Whats the proper way to push all data to GPU and then take small batches during training?

I’m working with the MNIST dataset where the memory of my GPU can accommodate the entire dataset.
Naturally, I’d like to push everything to GPU before starting to train my model to make things faster. However, even though I want everything in GPU, I’d like to take small batches of data to ensure good generalization. What’s the nicest way of doing so? As of now, what I do is this:

apply_transform = transforms.Compose([transforms.ToTensor(), transforms.Normalize((0.1307,), (0.3081,))])
 train_dataset = datasets.MNIST(data_dir, train=True, download=True, transform=apply_transform)
self.train_loader = DataLoader(data.DatasetSplit(train_dataset, data_idxs), 
                                             batch_size=60000, shuffle=True)
# load the entire data to GPU and get it in a different  with desired batch size
 _, (images, labels) = next(enumerate(self.train_loader))
images, labels = images.to(args.device), labels.to(args.device)
self.train_loader = DataLoader(torch.utils.data.TensorDataset(images, labels), batch_size=args.local_bs, shuffle = True)

So briefly, first I wrap the dataset with a loader where the batch size is the size of the entire dataset. I then fetch tensors from this loader and then push them to the GPU. Finally, I create a tensor dataset with tensors I have and wrap the tensor dataset with another loader where the batch size is my desired size.
Is there a nicer way of doing this? Preferably, without meddling with data loaders at all, as profiling my code shows data loaders are the bottleneck (could be because I use them in a wrong way).

For MNIST, the dataset already stores everything in Tensors, so you can grab the ds.data and ds.targets Tensors from the torchvision MNIST dataset directly and stick them into your TensorDataset.

Best regards


1 Like

▸ **BRIEF**
Quote the GPU batching thread word for word, starting at "Naturally, I’d like" and ending at "train=True, download=True, transform=apply_transform)". You won't need any of the material that follows the GPU batching thread.

▸ **DATA EXTRACT**

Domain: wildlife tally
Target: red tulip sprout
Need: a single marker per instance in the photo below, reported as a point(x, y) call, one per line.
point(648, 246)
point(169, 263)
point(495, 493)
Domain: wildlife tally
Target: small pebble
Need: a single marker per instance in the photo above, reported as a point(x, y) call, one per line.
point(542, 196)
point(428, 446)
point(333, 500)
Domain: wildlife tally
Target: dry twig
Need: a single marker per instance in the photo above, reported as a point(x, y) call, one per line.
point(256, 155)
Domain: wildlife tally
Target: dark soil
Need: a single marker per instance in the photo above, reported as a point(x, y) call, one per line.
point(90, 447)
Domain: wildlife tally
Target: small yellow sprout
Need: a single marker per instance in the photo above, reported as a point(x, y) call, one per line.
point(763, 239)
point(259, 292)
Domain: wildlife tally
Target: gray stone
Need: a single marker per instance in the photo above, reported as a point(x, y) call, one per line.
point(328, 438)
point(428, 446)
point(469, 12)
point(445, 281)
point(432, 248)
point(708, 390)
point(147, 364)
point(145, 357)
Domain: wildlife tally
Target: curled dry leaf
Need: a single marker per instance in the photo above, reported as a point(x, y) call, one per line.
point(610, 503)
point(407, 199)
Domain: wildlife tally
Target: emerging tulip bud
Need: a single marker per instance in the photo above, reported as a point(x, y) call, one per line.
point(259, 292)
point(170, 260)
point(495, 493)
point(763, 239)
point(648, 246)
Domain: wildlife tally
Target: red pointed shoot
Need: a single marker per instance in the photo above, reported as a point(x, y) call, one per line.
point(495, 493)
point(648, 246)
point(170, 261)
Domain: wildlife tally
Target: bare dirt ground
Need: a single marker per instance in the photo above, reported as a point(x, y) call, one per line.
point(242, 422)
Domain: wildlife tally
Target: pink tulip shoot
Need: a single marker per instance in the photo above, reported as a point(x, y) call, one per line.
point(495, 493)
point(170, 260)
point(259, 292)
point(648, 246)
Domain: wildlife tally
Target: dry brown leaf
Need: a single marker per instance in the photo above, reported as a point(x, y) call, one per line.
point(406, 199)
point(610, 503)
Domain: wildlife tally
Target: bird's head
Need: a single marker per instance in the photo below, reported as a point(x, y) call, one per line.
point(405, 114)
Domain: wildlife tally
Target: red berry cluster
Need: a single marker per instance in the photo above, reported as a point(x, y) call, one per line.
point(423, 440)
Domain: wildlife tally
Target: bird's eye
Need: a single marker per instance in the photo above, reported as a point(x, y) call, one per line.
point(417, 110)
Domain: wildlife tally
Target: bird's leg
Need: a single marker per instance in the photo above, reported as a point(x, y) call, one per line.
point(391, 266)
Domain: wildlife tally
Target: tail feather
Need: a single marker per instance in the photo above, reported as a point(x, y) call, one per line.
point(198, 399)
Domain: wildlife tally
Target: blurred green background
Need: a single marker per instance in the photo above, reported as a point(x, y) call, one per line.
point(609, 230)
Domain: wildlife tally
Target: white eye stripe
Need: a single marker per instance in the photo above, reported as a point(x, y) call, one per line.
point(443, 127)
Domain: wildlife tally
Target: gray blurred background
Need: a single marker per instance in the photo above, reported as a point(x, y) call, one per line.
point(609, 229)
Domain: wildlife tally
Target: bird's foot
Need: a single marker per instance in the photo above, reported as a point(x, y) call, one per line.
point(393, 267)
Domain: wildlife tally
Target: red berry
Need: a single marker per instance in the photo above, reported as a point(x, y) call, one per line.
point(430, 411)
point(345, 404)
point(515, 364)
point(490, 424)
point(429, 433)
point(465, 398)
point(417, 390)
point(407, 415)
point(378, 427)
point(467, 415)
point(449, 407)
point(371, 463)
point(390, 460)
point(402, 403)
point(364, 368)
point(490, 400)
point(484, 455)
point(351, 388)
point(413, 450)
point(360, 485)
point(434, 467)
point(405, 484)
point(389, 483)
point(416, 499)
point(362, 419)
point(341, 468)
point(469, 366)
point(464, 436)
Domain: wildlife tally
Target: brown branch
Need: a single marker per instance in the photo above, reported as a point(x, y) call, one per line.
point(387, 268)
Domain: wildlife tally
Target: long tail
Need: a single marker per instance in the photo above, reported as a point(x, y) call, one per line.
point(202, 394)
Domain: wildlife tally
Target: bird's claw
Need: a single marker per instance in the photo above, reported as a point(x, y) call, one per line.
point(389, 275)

▸ **TASK SOLUTION**
Naturally, I’d like to push everything to GPU before starting to train my model to make things faster. However, even though I want everything in GPU, I’d like to take small batches of data to ensure good generalization. What’s the nicest way of doing so? As of now, what I do is this:

apply_transform = transforms.Compose([transforms.ToTensor(), transforms.Normalize((0.1307,), (0.3081,))])
 train_dataset = datasets.MNIST(data_dir, train=True, download=True, transform=apply_transform)